*Document segment:*
================
I can’t think of anything I’d want to do more than contact an over-ripe douchebag like this guy!
Again, Warner Todd is taking offense that Carla didn’t bother to do her research and find out that he used to read comic books twenty-five years ago so of course he knows everything there is to know about comics. Instead, Carla merely assumed that Warner Todd’s inability to actually discuss the comic in question, combined with his show of naivete over there being multiple Captain Americas, meant that he was unfamiliar with the current state of comics and comic storytelling. I wonder why she thought such a thing!
Of course, this uninformed assumption shows her arrogance. You see, because I criticized the comic book she assumed that I couldn’t possibly have ever liked comics.
No, Warner Todd. She wrote that because she’s polite, and because your argument was whining bullshit with little to no basis in reality dependent on your projection. Carla, being nice, made the assumption that you were ignorant rather than stupid and/or intellectually dishonest.
Unintentionally funny was her prosaic proclamation that the Internet spawns “strong opinion” as if my piece was merely that, yet her’s isn’t.
DEAR “PROFESSIONAL WRITER” WARNER TODD HUSTON: Please learn how to use a fucking apostrophe.
Also, Carla’s piece might be opinion – sure it is – but “strong?” She used very mild language. She didn’t use any invective or make a single personal attack – you finding ways to be insulted by her essay doesn’t count, Warner Todd – or indeed do anything other than say “you took it one way, but isn’t it also possible to read it this way?” That’s not “strong.” That’s mild. You know how I know it’s mild? Because she didn’t start making fun of your name and calling you “Weiner Todd,” which I am certain happened to you in high school in between vigorous masturbation sessions over a copy of Vampirella, wherein you had two, count ’em TWO, letters to the editor published.
Or, in other words: stop being a whiny-ass titty-baby, Warner Todd.
Apparently someone forgot to alert little Miss Hoffman that there haven’t been any “Pro-Bush rallies” since about 2003 when he last ran for president. Further, Miss Hoffman obviously has no clue that the Tea Party movement is just as mad at Bush as they are Clinton and Obama.
================
*Dataset records:*
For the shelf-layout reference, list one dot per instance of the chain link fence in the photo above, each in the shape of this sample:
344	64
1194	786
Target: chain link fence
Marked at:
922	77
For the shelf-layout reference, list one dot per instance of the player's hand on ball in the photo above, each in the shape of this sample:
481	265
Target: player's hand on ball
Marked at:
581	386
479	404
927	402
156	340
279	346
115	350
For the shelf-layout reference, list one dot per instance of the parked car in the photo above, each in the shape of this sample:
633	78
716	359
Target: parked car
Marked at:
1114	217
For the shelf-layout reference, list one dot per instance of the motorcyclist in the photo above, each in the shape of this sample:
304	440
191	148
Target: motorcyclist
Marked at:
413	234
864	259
================
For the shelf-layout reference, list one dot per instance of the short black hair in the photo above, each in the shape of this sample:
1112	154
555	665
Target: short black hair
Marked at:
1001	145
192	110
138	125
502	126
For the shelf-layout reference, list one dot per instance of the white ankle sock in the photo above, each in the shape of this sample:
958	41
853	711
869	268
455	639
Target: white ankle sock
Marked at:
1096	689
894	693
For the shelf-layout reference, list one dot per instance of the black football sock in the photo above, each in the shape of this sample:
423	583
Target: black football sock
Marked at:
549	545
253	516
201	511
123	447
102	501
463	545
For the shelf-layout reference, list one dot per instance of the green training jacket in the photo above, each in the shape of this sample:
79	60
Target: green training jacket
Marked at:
================
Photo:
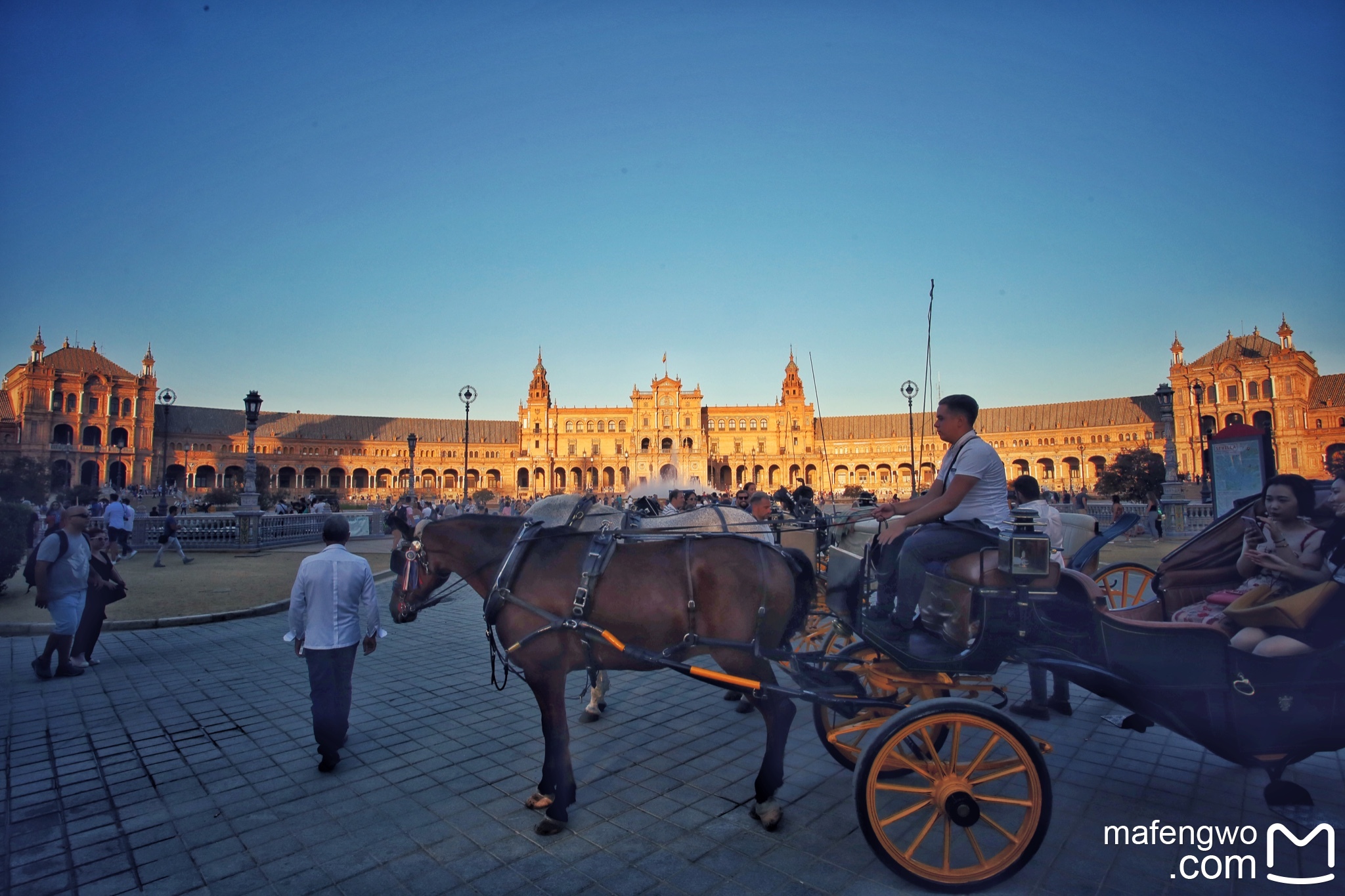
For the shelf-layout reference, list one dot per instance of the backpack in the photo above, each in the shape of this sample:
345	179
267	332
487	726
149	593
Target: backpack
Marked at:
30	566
================
*Short problem 1:* List the political figures named in the final paragraph of the rant about Warner Todd Huston.
*Short problem 2:* Write the next part of the rant about Warner Todd Huston, starting after its last sentence.

*Expected answer 1:* Bush, Clinton, Obama

*Expected answer 2:*
They were so mad at him that they sat on their asses for eight years until President Blacky McBlackerton got elected! That sure showed him. Of course, Carla wasn’t attempting to suggest that Tea Party rallies were explicitly pro-Bush rallies – why would anybody think that – but instead that the Tea Partiers, rather than being apolitical as per their claim, were merely an extension of Republican activism. Of course, reading that would require the ability to understand subtlety and nuance, which Weiner Todd isn’t good at except for when he’s trying to find proof that Ed Brubaker thinks tea partiers are racists.
Uh, no. Sam Wilson is not his “real name.” Sam Wilson is a character’s name. It isn’t a real person we’re talking about here. This poor young lady cannot tell reality from fiction, apparently.
Weiner Todd here feels the need to take a cheap shot at Carla, who was honestly nothing but pleasant to him. “Real name,” in this instance, of course refers to “Sam Wilson’s personal name, as opposed to calling him ‘the Falcon.'” I assume that Weiner Todd knows this, and had to sit back and have a good giggle in his study – fondly remembering his erotic adventures with Vampirella, who whispered in his ear that he was a true comics fan.
Anyway, there’s an awful lot more in this poor girl’s “open letter” that puts her in a pretty bad light for logic, intelligence, and delusion.
“…which I’m not gonna get into. No reason!”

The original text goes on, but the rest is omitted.